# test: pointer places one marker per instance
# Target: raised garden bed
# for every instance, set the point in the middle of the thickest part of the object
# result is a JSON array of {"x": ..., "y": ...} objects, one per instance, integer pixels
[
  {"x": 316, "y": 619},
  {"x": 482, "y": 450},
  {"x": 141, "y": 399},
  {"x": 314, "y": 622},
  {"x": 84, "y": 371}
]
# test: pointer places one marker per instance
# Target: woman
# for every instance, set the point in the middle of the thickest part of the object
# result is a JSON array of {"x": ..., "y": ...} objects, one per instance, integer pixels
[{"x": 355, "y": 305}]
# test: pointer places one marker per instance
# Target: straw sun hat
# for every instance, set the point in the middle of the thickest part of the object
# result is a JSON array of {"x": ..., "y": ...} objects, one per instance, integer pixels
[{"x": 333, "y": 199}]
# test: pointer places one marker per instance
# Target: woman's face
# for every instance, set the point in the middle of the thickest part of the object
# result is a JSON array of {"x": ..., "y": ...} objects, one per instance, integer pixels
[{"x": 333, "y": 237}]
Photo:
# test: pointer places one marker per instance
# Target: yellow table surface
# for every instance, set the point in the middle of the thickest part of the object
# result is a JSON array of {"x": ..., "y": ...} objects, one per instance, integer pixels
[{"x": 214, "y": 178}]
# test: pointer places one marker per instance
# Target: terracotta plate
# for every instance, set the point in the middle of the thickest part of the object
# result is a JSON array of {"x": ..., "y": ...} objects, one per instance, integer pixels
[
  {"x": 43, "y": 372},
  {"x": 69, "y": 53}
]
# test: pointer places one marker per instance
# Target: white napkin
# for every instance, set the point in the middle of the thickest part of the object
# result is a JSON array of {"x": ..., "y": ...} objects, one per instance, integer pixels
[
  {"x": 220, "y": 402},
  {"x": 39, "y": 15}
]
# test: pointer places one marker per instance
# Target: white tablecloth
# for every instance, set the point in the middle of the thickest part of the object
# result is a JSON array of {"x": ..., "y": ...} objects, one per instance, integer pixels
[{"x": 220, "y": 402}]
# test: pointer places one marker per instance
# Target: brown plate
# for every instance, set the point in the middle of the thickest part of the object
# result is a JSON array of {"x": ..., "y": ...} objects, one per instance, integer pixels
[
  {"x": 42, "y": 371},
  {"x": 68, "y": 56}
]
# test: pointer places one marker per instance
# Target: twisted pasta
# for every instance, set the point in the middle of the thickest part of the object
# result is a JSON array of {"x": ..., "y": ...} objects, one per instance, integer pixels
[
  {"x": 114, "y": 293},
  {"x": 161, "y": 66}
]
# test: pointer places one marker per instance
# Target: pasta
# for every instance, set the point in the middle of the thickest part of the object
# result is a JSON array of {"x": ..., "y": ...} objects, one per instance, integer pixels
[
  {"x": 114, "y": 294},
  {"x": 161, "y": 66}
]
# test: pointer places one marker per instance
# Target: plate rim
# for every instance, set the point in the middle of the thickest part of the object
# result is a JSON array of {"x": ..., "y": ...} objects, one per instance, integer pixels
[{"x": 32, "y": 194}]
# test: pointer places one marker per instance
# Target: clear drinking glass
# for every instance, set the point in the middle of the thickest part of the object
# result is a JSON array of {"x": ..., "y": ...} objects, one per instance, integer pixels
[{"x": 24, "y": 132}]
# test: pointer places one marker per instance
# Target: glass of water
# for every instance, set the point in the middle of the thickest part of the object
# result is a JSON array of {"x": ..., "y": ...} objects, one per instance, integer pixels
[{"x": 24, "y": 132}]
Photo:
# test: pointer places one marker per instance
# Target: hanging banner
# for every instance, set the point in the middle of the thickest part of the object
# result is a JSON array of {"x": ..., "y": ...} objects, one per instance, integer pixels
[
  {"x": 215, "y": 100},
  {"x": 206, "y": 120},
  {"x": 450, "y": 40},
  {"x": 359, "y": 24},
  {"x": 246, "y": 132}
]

== == ==

> _Assignment_
The listing must be repeated in full, with nothing altered.

> _Response area_
# test: pointer places one marker per instance
# Target: raised garden bed
# for every instance, set the point in the middle of the thickest part of the object
# result is a JSON array of {"x": ..., "y": ...} objects, one per instance, integer pixels
[
  {"x": 316, "y": 619},
  {"x": 482, "y": 450},
  {"x": 141, "y": 399},
  {"x": 314, "y": 622},
  {"x": 84, "y": 371}
]
# test: pointer places one marker per instance
# Target: woman
# for every instance, set the point in the middle of the thickest part of the object
# result is a JSON array of {"x": ..., "y": ...} objects, one per instance, integer pixels
[{"x": 355, "y": 305}]
# test: pointer places one marker per instance
# Target: straw sun hat
# for every instance, set the point in the middle of the thickest part of the object
# result is a JSON array of {"x": ..., "y": ...} objects, one per instance, integer pixels
[{"x": 333, "y": 199}]
# test: pointer places one marker per instance
# Target: woman's face
# for every instance, set the point in the middle of the thickest part of the object
# result is a JSON array of {"x": ..., "y": ...} objects, one per instance, integer pixels
[{"x": 333, "y": 237}]
Photo:
# test: pointer places one marker per instance
# Target: yellow table surface
# for every instance, set the point in the middle of the thickest part of the object
# result is a JSON array of {"x": ..., "y": ...} objects, one per instance, integer pixels
[{"x": 214, "y": 178}]
# test: pointer places one marker per instance
# Target: terracotta plate
# for every instance, set the point in the middle of the thickest part of the object
# result is a JSON array of {"x": ..., "y": ...} objects, one per instance, integer pixels
[
  {"x": 43, "y": 372},
  {"x": 69, "y": 53}
]
# test: pointer places one marker per instance
# Target: white napkin
# for every instance, set the point in the middle of the thickest part of the object
# result is a JSON array of {"x": ..., "y": ...} objects, one per instance, integer pixels
[
  {"x": 220, "y": 402},
  {"x": 39, "y": 15}
]
# test: pointer places one marker per instance
# Target: white tablecloth
# for every instance, set the point in the middle of the thickest part of the object
# result is a JSON array of {"x": ..., "y": ...} objects, one per instance, integer pixels
[{"x": 220, "y": 402}]
# test: pointer places one marker per instance
# Target: brown plate
# for every instance, set the point in the middle of the thickest part of the object
# result is a JSON array of {"x": ..., "y": ...} objects, one per instance, integer pixels
[
  {"x": 42, "y": 371},
  {"x": 68, "y": 56}
]
# test: pointer places one marker per instance
# Target: twisted pasta
# for every instance, set the point in the middle of the thickest part of the object
# result is a JSON array of {"x": ..., "y": ...} objects, one per instance, integer pixels
[
  {"x": 114, "y": 293},
  {"x": 161, "y": 66}
]
# test: pointer places one marker per instance
# Target: pasta
# for every instance, set the point in the middle of the thickest part of the object
# result is a JSON array of {"x": ..., "y": ...} objects, one per instance, integer pixels
[
  {"x": 114, "y": 294},
  {"x": 161, "y": 66}
]
# test: pointer places one marker per instance
# Target: plate rim
# for every instance, set the point in the middle of the thickest part of the object
# result is a JSON array of {"x": ..., "y": ...} objects, one per instance, integer pixels
[{"x": 32, "y": 194}]
# test: pointer places one marker per instance
# Target: clear drinking glass
# for every instance, set the point in the middle of the thickest part of the object
# result is a JSON array of {"x": ..., "y": ...} objects, one per instance, integer pixels
[{"x": 24, "y": 132}]
# test: pointer places one marker per instance
# Target: glass of water
# for every instance, set the point in the middle of the thickest part of the object
# result is a JSON array of {"x": ..., "y": ...} objects, one per instance, integer pixels
[{"x": 24, "y": 132}]
Photo:
# test: pointer places one marker per instance
# Target: hanging banner
# for every instance, set the point in the middle of the thickest part of the object
# result is a JSON array of {"x": ..., "y": ...} objects, one per instance, integer pixels
[
  {"x": 215, "y": 100},
  {"x": 206, "y": 120},
  {"x": 450, "y": 40},
  {"x": 359, "y": 24},
  {"x": 246, "y": 132}
]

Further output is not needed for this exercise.